_What this task involves_: Print exactly the lines starting at the one that contains "Task: place one pin on each instance of the white plastic" and ending at the last line of the listing below.

_Dataset_:
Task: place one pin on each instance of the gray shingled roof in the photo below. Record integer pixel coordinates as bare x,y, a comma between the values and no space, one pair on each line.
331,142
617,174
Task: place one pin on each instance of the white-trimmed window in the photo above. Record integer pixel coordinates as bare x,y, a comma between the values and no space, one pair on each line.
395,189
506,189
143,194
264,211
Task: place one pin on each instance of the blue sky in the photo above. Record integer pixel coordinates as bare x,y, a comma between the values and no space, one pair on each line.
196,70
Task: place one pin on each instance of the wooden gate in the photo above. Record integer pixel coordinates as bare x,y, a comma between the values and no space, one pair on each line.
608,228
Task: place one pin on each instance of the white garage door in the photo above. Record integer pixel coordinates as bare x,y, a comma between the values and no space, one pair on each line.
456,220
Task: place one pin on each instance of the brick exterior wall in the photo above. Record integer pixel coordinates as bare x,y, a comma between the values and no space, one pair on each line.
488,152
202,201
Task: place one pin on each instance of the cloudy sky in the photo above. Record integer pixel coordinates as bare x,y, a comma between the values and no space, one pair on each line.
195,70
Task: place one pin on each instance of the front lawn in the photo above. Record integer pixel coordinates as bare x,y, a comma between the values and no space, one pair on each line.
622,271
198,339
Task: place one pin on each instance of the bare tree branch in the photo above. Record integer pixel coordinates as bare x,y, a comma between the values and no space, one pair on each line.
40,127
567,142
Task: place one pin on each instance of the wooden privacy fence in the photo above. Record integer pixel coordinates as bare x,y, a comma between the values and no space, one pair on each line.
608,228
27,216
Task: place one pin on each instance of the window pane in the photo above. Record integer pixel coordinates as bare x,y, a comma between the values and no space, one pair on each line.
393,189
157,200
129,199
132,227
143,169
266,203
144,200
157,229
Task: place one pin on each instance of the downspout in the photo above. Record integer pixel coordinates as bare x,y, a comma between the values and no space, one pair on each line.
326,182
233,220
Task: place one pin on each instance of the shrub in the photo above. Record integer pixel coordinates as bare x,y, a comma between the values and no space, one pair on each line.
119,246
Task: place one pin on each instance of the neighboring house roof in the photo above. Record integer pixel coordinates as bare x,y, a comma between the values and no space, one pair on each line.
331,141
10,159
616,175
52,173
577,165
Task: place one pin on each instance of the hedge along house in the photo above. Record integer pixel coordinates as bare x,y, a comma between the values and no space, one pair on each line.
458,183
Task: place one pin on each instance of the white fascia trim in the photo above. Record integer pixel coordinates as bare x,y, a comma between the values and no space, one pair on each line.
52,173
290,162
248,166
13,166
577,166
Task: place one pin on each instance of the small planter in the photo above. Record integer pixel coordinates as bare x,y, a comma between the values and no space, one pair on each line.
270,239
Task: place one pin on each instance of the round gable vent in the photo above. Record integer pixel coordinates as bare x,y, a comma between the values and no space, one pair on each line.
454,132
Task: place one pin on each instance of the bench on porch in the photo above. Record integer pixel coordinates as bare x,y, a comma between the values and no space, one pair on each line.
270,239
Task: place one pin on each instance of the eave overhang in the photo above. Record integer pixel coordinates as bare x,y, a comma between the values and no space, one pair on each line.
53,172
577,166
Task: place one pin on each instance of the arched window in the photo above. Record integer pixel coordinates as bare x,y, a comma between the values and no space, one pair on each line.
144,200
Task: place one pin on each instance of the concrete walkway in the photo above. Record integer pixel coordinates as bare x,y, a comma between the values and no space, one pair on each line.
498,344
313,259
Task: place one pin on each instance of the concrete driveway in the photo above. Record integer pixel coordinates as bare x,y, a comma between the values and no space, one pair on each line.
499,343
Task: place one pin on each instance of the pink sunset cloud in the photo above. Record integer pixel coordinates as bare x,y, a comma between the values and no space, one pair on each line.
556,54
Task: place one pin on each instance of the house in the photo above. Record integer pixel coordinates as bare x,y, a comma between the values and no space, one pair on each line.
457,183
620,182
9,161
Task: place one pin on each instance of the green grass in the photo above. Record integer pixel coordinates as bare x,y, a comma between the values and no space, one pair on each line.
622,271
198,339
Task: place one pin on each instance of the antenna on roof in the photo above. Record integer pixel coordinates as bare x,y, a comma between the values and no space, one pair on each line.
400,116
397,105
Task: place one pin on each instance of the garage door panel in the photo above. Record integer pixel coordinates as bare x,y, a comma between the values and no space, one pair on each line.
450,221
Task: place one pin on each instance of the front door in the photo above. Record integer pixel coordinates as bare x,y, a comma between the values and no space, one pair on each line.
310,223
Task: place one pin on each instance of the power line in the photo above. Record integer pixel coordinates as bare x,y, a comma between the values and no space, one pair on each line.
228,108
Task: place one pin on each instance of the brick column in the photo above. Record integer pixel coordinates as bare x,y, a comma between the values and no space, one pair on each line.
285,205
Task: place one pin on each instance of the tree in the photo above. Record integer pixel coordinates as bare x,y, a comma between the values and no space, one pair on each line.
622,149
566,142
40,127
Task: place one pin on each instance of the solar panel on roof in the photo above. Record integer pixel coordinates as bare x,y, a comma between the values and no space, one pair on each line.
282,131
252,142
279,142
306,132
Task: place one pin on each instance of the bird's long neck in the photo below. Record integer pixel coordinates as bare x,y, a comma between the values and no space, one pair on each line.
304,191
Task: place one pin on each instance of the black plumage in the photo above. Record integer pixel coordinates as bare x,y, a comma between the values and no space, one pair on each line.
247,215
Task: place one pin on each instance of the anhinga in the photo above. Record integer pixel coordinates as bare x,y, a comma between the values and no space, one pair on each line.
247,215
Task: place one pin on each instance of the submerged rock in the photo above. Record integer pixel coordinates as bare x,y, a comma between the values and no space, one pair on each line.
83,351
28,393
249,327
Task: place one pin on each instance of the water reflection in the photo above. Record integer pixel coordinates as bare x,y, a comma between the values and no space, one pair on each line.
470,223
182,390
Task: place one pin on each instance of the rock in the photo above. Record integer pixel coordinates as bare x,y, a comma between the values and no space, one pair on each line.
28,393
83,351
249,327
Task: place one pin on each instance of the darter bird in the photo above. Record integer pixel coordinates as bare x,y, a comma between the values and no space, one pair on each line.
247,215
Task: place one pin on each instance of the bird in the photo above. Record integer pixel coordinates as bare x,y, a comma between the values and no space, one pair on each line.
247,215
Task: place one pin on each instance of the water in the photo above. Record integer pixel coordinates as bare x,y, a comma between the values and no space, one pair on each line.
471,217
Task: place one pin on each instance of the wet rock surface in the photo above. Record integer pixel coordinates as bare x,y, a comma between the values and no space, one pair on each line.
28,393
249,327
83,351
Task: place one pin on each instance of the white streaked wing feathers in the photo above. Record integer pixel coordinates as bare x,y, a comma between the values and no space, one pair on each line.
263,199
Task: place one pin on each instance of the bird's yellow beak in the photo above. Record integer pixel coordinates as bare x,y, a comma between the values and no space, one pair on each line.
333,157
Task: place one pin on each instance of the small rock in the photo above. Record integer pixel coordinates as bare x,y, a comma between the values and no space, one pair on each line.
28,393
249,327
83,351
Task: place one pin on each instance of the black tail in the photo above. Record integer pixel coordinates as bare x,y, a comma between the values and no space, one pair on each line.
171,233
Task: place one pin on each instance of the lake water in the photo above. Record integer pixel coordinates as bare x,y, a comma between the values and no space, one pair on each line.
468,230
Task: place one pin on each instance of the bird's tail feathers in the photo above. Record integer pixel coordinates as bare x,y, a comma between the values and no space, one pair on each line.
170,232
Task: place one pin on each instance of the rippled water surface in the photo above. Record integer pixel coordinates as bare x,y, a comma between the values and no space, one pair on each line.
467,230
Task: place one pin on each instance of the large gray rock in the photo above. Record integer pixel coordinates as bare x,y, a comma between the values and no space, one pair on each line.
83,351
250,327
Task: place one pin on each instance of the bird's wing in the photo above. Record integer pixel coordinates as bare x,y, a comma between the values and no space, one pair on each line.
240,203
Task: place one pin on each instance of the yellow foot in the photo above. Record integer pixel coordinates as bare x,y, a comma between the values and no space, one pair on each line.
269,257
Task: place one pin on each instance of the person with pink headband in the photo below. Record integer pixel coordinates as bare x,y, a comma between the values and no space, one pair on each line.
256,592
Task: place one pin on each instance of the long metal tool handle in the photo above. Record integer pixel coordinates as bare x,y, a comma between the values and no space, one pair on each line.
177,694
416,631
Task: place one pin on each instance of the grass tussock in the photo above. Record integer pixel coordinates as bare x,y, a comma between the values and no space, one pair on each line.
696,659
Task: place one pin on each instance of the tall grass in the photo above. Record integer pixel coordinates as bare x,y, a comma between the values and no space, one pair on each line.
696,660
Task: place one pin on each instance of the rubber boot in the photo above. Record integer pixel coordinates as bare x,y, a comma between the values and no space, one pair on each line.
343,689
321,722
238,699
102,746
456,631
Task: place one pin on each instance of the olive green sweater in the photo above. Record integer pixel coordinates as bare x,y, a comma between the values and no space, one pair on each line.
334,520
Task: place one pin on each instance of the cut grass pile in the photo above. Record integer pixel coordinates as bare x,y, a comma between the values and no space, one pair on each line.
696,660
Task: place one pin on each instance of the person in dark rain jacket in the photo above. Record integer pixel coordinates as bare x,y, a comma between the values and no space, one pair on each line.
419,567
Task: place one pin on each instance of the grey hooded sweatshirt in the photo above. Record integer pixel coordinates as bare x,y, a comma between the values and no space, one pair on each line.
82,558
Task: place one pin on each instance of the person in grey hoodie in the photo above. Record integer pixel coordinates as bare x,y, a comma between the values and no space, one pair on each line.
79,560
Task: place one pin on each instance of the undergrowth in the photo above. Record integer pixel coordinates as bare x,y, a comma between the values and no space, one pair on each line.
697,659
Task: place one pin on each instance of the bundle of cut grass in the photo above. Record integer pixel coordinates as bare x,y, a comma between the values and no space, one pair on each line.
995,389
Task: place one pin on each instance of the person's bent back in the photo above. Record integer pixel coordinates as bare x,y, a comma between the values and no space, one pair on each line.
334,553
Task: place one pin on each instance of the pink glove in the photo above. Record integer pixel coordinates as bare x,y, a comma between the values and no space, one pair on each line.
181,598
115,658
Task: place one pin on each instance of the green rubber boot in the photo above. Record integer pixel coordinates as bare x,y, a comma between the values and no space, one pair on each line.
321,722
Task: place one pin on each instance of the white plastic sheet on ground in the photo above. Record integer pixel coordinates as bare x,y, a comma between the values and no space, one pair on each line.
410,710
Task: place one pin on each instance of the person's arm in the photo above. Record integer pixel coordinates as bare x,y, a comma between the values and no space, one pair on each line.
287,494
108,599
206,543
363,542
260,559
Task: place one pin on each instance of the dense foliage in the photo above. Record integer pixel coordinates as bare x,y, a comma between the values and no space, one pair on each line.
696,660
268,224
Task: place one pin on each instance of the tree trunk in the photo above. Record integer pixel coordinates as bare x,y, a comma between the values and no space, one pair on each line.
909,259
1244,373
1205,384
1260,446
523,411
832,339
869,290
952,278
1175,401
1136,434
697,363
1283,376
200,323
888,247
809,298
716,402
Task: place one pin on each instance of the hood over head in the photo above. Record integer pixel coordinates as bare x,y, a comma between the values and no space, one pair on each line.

_Answer to this problem_:
Task: place one pin on each instance of the white plastic sheet on ground in the photo above. Record integer pixel coordinates as bare x,y, a comma between the values and no space, one pair on each line.
410,710
Task: place one pin on each instance of the person's arm in the photo above. Record integer pixel coordinates as bare x,y, a comma between the values and no space, one pair on each line.
287,494
108,599
206,543
363,542
260,559
Task: place one pin on each instance of the dense foliage in the photo above. Record integer pixel coordinates as bare x,y, a comma between the values and no space, one pair on each line.
696,660
268,224
Task: place one pin on each instance of the tree trunk in the photo above. Record integer pixel coordinates as bare x,y, a comma between the values and no space, one pair on each line.
909,259
1244,373
1205,384
1260,446
523,411
832,339
869,290
952,278
1175,401
1136,434
697,363
1283,376
200,323
888,247
809,298
716,402
Task: place one pin on each instance of the hood over head in the photo above. Record integer pixel coordinates as bare x,y, a comma between the values and no space, one pair on each line.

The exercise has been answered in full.